EXERCISE
Could you give the entries back exactly as they stand, minus any pictures?

SUPPLIED MATERIAL
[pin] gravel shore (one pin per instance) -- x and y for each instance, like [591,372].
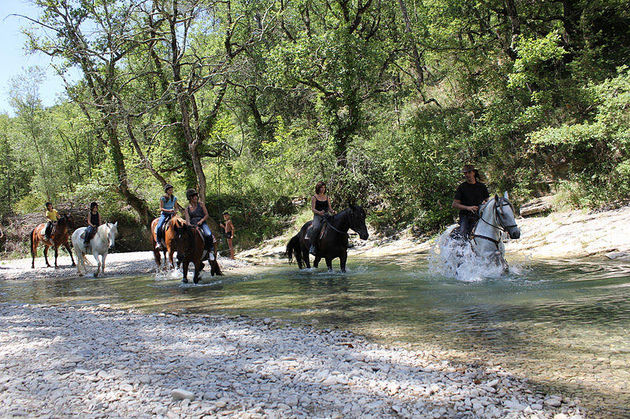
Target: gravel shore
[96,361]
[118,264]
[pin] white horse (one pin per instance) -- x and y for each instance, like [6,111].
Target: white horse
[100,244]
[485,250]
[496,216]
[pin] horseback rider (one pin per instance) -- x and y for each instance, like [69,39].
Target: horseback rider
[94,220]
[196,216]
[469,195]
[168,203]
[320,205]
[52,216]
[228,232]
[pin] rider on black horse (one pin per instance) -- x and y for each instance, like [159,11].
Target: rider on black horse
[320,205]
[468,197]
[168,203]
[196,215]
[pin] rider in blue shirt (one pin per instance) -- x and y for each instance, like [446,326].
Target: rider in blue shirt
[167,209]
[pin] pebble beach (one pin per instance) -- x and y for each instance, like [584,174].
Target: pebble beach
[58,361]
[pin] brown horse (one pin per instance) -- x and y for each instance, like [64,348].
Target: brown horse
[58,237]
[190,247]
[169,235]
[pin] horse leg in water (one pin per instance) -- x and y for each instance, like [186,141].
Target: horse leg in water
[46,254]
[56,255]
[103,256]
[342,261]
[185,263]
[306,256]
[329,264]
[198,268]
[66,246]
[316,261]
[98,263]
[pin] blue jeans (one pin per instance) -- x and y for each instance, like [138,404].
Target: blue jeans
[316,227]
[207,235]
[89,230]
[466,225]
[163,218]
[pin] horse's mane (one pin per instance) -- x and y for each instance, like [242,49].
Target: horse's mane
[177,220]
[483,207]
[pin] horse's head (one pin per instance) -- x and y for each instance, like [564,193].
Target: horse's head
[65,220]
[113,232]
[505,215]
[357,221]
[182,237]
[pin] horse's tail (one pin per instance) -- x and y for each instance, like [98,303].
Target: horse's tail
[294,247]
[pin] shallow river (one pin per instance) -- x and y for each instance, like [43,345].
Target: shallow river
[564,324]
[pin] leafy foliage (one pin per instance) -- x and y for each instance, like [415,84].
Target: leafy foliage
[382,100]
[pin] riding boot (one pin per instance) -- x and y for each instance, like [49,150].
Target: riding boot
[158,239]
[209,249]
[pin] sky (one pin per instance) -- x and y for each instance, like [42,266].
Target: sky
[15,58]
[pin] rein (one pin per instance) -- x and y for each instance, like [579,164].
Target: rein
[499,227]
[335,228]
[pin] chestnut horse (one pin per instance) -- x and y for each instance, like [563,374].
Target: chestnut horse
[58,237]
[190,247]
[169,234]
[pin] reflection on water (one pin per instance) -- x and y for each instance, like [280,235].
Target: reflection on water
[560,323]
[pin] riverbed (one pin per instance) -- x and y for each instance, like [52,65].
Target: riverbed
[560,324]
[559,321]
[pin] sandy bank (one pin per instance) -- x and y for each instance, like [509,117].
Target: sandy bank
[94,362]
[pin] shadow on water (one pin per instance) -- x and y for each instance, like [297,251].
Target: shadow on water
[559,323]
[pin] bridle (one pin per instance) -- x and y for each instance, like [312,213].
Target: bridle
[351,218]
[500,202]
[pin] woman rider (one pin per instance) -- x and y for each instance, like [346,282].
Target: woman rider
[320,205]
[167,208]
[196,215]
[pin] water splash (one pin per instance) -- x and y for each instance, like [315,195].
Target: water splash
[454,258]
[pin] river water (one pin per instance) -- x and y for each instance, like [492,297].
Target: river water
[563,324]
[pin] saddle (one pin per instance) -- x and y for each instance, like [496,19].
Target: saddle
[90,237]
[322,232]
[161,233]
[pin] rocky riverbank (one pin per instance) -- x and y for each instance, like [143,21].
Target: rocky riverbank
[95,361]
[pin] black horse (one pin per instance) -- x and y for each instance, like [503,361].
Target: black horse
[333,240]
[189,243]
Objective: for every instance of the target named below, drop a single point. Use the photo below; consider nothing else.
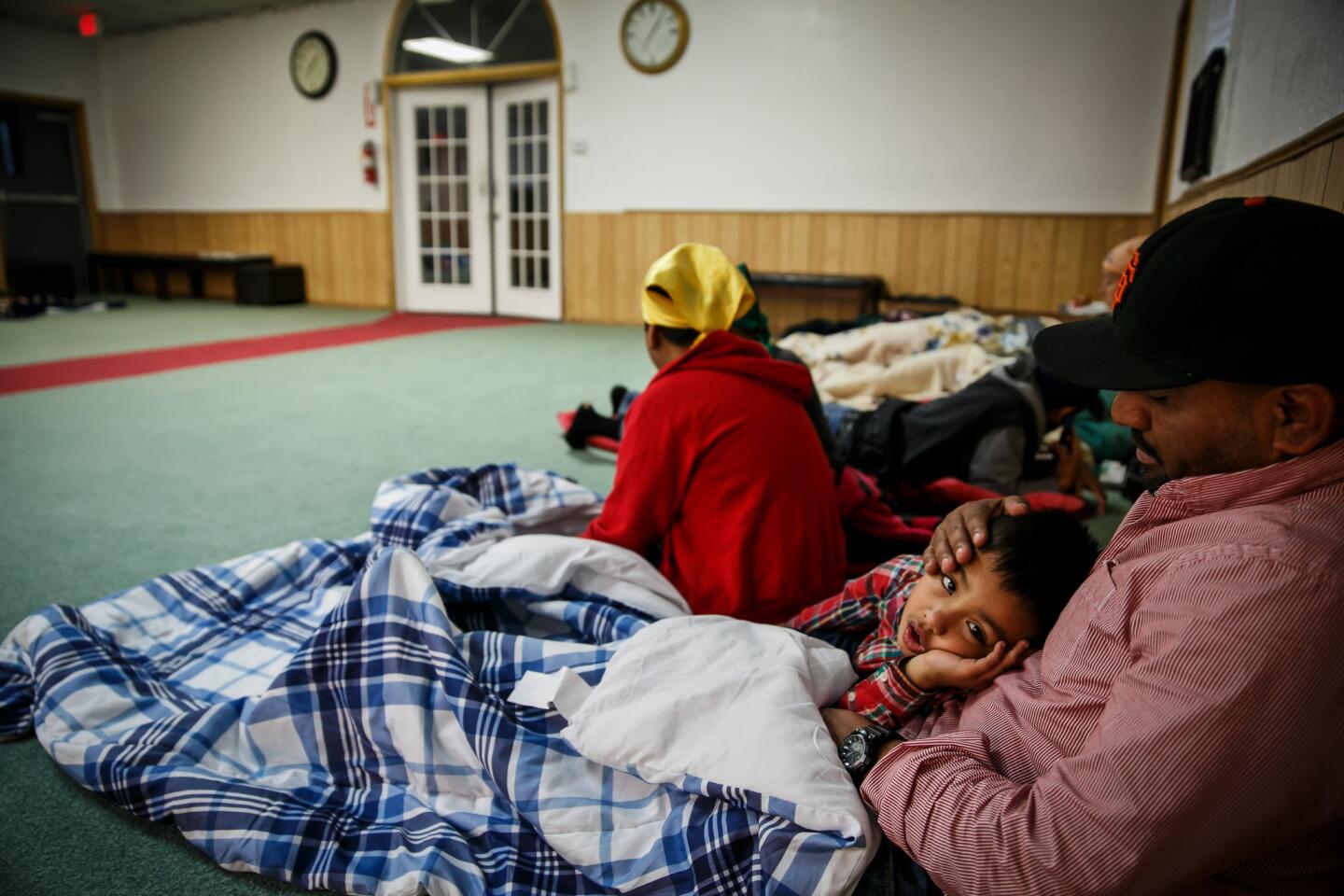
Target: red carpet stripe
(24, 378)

REPLY
[pin] gravel shore (one pin per instance) -- x and y for each instance, like [591,372].
Target: gravel shore
[96,361]
[118,264]
[pin] white horse (one pin per instance) -- x and y for each instance, like [6,111].
Target: white horse
[100,244]
[485,250]
[496,216]
[pin] horseback rider (one pin per instance) -- x and y for each instance, like [69,39].
Target: horseback rider
[94,220]
[196,216]
[469,195]
[168,203]
[320,205]
[52,216]
[228,232]
[pin] rider on black horse (one pin per instance) -- x and y for each instance, like [159,11].
Target: rider on black horse
[320,205]
[468,197]
[168,203]
[196,215]
[pin] rider in blue shirt (one pin per instance) -- x and y for each instance, like [446,326].
Target: rider in blue shirt
[167,209]
[pin] pebble beach (one pin per instance) -- x and y for each instance, like [584,174].
Target: pebble beach
[58,361]
[pin] brown horse (one pin per instance) -- x and y for each instance, like [64,348].
Target: brown horse
[58,237]
[190,247]
[169,235]
[pin] horse leg in water (one pin per instance) -- x and y for each instance, like [186,141].
Target: horse leg in water
[46,254]
[56,255]
[103,256]
[342,261]
[185,263]
[306,256]
[329,264]
[198,268]
[66,246]
[316,261]
[98,263]
[pin] blue jeans (one pin per instance) -- x and y for each instance, like [138,404].
Target: blue jeans
[316,227]
[207,235]
[89,230]
[466,225]
[163,218]
[pin] horse's mane (one pin per instance) -- x and y for each instance, like [242,49].
Target: horse's mane
[177,220]
[483,207]
[pin] horse's head (one pin per instance) -- x and y for each instance, like [564,193].
Target: horse's head
[65,220]
[113,232]
[505,215]
[357,221]
[182,237]
[pin] horse's tail (one pin per instance) -- x and y for each instance, like [98,303].
Target: horse's tail
[294,247]
[pin] shallow river (one pin per instance) -- x and y for each instance, like [43,345].
Target: shallow river
[564,324]
[pin] leafy foliage (one pin per instance) -- x and y for each instance, like [415,84].
Target: leafy foliage
[382,100]
[pin] riding boot (one pin per instance) -- x and y for each instance, like [49,150].
Target: riding boot
[158,239]
[209,249]
[pin] sky (one pin per instance) -- x and y for each instance, like [42,266].
Target: sky
[15,58]
[pin] rein (one pin per instance) -- x and y for each instance, like [579,164].
Target: rein
[499,227]
[335,228]
[pin] chestnut horse (one pin per instance) -- x and y for each instance, like [563,374].
Target: chestnut horse
[58,237]
[190,247]
[169,234]
[pin] reflection on water (one pin per instance) -- x and y for each instance, like [280,235].
Target: reflection on water
[560,323]
[pin] riverbed (one pin per instance) -- x and y for each instance, like [52,65].
Target: riverbed
[560,324]
[559,321]
[pin] sandy bank (one pin per instance) -- x and y for each instance, like [509,117].
Target: sandy bank
[94,362]
[pin] shadow on water (one pin per instance) -- x and y for each instance, like [297,251].
Target: shadow on water
[559,323]
[pin] bridle (one pin per instance) -- x and y for each instance, like [312,213].
Target: bridle
[351,218]
[500,202]
[pin] woman rider (one pin per instance) -- x and y for each instance, like [346,282].
Target: woman rider
[320,205]
[167,208]
[196,215]
[pin] water splash (one pin per instance) -- x and y for each instance, like [315,195].
Target: water splash
[454,258]
[pin] river water (one pin per instance) -- x and y for each instance, like [492,297].
Target: river water
[563,324]
[pin] saddle (one pin per instance) -- x and y for each instance, like [496,19].
Target: saddle
[90,237]
[322,232]
[161,233]
[pin] rocky riverbank (one pin per instance) -- x and y for each instance, like [143,21].
Target: rocky riverbank
[95,361]
[pin] black horse (one pin per instance) -- x and y for each instance, like [503,361].
Target: black horse
[333,240]
[189,243]
Objective: for every instance of the target named below, drop a single point. Use the photo below; consider nothing else.
Target: red carpet stripe
(24, 378)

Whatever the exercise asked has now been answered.